___ Material to process

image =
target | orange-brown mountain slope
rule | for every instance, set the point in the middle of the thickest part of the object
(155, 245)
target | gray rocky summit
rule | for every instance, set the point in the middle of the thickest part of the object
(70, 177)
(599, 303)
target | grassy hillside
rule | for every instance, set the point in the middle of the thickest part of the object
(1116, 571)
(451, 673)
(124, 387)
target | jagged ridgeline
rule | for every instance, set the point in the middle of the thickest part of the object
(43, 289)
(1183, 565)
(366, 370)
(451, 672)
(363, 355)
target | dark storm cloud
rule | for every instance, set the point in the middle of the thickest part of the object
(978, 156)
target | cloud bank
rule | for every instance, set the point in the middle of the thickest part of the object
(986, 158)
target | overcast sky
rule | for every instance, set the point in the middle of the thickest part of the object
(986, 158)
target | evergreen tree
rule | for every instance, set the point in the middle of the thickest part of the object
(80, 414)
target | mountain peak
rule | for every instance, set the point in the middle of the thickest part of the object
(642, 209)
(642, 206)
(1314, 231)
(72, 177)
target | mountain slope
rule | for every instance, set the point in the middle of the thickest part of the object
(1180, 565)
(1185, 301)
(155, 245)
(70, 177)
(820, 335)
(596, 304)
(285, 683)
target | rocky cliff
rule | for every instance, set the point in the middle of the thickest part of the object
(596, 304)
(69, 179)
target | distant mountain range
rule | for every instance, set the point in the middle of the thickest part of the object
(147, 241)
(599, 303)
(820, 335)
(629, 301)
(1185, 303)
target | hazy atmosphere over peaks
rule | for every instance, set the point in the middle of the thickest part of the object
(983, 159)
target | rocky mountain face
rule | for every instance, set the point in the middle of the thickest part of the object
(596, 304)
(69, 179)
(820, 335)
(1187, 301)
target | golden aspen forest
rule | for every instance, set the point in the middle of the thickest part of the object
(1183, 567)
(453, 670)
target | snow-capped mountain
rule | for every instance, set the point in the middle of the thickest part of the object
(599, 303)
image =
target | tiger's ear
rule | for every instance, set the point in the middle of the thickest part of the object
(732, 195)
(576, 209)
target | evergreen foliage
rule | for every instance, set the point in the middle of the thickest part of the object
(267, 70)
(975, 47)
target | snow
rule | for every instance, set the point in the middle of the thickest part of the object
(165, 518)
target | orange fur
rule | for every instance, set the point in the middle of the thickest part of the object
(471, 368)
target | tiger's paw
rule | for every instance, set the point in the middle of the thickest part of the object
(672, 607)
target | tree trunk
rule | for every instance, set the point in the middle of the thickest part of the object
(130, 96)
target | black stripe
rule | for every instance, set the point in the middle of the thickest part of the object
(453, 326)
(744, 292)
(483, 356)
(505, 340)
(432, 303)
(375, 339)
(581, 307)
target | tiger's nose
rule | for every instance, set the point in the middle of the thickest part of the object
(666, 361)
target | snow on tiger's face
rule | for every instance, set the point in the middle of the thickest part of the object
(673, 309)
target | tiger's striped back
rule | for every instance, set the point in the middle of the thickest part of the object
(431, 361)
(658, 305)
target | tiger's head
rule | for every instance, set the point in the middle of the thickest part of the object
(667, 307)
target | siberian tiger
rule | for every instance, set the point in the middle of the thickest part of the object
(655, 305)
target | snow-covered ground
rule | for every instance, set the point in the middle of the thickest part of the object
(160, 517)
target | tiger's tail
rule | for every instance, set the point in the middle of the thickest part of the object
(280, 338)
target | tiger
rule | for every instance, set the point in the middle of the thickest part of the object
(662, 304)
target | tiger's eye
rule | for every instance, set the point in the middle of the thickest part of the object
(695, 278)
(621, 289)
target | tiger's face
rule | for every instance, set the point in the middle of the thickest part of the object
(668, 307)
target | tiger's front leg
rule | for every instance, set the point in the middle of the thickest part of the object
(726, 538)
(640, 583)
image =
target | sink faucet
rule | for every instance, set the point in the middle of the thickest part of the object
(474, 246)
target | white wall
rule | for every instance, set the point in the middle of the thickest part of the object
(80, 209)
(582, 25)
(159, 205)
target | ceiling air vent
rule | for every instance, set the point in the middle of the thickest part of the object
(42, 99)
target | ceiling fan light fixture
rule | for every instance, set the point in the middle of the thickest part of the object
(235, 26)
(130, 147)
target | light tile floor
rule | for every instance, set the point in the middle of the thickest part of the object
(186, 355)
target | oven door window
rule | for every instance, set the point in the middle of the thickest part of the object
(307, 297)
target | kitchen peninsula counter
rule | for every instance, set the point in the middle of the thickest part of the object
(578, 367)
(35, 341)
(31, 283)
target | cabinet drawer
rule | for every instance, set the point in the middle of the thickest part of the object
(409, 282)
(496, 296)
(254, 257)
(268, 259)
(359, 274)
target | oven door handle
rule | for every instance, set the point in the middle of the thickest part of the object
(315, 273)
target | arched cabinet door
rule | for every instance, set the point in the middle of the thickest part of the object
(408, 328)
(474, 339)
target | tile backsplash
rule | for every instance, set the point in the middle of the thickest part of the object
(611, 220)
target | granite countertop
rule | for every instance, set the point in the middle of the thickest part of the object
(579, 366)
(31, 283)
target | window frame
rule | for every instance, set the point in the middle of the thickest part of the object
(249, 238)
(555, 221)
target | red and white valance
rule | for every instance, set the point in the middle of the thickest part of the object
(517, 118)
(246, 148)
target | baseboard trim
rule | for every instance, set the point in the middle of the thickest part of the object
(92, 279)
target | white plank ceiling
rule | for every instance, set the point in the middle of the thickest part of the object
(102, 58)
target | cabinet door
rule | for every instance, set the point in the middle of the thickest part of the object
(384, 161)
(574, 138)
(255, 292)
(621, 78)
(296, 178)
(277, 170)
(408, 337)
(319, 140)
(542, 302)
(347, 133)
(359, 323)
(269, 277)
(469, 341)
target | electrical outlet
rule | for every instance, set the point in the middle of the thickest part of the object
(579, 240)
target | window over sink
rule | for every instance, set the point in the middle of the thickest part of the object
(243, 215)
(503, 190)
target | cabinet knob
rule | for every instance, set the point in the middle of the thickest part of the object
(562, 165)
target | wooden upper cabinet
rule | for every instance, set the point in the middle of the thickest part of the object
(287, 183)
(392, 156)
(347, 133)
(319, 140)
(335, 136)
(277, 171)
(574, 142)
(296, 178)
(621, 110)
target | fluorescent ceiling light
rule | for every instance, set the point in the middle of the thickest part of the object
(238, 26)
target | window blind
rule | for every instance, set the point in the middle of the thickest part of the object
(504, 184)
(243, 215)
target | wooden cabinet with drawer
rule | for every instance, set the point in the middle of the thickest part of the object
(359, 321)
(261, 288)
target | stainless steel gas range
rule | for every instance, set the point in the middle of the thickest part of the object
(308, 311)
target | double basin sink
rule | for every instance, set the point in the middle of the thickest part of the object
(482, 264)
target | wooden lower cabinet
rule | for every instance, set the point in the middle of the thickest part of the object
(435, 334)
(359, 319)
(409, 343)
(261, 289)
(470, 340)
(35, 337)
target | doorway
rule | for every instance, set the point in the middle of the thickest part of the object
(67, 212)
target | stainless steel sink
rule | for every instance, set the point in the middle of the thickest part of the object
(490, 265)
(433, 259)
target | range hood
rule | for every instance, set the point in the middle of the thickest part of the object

______

Set down again, word for word, the part of the records that starts at the line containing "target | stainless steel sink" and runs through the end of the records, including both ends.

target | stainless steel sink
rule | for every instance, set the point in the middle of the thickest part of the object
(490, 265)
(433, 259)
target | range hood
rule | for every instance, set the point in the middle of the thickest part of the object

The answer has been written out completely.